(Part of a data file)

-- begin --

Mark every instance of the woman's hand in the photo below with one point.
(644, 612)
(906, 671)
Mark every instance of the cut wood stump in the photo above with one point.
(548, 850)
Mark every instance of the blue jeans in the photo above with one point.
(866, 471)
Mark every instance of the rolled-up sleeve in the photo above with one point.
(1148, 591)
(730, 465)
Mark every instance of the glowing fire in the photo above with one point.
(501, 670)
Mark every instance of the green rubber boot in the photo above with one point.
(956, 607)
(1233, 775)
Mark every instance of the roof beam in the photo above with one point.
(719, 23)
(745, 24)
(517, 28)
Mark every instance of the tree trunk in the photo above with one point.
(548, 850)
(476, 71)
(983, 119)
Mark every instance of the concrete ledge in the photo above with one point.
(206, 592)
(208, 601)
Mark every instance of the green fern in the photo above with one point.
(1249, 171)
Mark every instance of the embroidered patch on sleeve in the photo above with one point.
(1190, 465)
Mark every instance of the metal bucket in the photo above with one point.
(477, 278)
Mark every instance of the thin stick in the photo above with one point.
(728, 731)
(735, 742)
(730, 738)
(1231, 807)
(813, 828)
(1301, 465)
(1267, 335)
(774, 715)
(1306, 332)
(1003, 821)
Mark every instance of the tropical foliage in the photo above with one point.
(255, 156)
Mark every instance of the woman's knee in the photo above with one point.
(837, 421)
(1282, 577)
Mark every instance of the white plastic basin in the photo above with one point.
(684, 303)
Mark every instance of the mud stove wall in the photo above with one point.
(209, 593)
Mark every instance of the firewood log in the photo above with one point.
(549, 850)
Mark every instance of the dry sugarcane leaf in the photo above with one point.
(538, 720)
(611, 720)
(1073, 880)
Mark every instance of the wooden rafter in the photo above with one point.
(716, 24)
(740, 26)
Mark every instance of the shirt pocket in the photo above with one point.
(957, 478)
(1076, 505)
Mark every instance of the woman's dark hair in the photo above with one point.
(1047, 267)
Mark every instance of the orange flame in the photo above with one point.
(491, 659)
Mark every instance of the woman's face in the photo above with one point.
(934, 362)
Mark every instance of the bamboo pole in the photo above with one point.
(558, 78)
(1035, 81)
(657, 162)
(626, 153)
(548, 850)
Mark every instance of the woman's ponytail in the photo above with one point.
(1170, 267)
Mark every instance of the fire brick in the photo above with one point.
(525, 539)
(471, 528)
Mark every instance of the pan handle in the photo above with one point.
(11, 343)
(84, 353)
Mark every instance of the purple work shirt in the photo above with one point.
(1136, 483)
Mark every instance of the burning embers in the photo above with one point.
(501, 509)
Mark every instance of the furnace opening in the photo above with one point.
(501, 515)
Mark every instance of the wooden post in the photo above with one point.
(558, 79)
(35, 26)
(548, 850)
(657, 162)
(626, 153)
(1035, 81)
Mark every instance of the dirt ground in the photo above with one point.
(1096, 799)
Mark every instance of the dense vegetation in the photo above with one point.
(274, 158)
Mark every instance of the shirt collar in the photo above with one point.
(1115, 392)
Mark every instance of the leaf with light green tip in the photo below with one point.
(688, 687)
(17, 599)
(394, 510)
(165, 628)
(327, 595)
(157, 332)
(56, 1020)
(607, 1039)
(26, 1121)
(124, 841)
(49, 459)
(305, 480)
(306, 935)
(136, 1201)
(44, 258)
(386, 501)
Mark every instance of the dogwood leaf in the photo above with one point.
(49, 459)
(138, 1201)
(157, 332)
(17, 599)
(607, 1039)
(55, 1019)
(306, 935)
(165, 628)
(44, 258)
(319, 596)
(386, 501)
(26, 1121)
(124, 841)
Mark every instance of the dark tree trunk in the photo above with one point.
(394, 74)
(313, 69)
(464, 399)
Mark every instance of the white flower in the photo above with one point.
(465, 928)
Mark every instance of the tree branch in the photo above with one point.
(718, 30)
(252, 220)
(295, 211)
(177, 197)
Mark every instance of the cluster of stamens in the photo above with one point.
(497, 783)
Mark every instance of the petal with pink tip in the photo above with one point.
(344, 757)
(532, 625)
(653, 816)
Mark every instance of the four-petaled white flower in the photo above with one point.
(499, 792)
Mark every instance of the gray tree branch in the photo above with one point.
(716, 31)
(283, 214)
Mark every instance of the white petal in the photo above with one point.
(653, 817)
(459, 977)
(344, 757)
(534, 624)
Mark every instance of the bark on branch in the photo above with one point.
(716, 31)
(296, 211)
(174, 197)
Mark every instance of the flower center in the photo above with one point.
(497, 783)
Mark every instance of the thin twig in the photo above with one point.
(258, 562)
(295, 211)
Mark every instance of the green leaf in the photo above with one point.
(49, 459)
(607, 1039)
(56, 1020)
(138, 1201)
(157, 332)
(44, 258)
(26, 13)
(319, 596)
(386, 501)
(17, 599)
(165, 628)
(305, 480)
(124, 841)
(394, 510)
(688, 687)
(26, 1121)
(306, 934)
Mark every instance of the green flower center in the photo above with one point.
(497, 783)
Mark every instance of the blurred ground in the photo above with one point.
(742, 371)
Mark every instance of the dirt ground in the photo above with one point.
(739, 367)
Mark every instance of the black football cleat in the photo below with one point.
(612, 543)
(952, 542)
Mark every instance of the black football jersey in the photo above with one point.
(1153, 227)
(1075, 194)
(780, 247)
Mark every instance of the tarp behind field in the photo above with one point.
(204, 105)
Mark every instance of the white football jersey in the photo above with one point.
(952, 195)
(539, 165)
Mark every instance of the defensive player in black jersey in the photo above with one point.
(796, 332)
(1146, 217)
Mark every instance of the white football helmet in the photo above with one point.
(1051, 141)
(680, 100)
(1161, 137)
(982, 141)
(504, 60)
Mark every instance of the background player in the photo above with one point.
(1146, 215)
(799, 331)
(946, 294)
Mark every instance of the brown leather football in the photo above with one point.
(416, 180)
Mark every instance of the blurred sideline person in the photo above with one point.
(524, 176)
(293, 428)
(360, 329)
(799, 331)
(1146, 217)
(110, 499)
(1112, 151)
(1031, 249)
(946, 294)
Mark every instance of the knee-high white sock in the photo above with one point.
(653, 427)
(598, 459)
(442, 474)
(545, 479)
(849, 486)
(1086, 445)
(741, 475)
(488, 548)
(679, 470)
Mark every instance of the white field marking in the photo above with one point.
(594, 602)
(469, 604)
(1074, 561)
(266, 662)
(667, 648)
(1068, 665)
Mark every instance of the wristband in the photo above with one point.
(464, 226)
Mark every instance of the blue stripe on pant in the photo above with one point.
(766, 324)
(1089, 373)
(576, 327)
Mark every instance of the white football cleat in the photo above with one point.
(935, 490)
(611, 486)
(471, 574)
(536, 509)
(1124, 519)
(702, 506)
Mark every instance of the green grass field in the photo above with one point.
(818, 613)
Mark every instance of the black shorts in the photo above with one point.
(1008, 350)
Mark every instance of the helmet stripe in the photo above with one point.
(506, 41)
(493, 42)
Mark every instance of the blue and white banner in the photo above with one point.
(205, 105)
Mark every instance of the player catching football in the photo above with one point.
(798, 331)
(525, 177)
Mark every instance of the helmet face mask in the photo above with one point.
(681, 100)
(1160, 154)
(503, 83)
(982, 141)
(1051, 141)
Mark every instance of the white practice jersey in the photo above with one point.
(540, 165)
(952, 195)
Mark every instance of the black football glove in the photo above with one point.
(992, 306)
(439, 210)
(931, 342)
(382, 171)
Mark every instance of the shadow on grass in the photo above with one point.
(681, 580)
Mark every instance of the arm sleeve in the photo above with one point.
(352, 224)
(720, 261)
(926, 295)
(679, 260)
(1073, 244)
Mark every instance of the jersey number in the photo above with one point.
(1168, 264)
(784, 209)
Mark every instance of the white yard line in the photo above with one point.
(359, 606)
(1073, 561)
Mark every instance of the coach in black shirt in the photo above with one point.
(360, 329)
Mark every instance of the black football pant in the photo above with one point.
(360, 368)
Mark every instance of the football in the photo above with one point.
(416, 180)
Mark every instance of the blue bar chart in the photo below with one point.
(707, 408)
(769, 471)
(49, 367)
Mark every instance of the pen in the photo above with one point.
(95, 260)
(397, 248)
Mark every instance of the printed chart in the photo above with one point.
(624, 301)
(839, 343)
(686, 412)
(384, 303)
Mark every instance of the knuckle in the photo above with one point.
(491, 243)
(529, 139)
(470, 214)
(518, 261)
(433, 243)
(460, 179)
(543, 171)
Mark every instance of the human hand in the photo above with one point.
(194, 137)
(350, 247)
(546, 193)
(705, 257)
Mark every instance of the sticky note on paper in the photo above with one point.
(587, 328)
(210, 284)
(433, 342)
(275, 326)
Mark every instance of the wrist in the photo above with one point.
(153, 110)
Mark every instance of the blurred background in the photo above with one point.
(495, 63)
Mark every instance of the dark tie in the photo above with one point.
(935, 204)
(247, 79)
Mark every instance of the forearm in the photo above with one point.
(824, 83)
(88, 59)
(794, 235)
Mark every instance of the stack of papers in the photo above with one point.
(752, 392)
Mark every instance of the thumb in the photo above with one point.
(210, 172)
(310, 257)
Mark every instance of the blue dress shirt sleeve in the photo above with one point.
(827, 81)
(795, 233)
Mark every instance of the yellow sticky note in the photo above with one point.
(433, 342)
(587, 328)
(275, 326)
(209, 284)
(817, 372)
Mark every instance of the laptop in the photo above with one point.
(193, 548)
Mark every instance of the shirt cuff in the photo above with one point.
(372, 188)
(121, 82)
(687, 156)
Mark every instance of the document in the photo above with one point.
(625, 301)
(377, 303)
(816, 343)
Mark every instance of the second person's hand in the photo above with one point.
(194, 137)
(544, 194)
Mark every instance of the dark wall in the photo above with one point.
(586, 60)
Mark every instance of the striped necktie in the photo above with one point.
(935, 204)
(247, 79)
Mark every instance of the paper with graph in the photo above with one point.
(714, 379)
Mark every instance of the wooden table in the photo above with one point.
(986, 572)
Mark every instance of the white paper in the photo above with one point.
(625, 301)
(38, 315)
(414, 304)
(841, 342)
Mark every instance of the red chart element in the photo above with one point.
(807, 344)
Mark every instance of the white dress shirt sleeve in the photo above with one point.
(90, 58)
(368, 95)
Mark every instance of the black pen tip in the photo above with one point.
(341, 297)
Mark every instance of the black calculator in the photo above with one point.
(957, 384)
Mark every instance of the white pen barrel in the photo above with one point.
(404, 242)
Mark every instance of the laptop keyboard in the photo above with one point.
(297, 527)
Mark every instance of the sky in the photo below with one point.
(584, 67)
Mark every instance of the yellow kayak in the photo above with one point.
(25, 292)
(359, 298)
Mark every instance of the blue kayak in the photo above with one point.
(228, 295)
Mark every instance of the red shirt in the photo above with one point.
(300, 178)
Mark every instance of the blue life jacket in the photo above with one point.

-- end --

Please convert the lines above into a JSON list of strings, one string per line and no blank lines. Use only the lines from the one containing "Mark every instance of the blue stripe" through the one containing "(1008, 350)", both included.

Exercise output:
[
  "Mark every instance of the blue stripe on pant in the photo above with one point.",
  "(766, 324)",
  "(1089, 373)",
  "(576, 327)",
  "Mark every instance of the white football cleat in the photo above with one point.",
  "(935, 490)",
  "(611, 486)",
  "(471, 574)",
  "(536, 509)",
  "(1124, 519)",
  "(702, 506)",
  "Mark every instance of the green grass field in the photo above with one point.",
  "(818, 613)",
  "Mark every instance of the black shorts in the photo above with one point.",
  "(1008, 350)"
]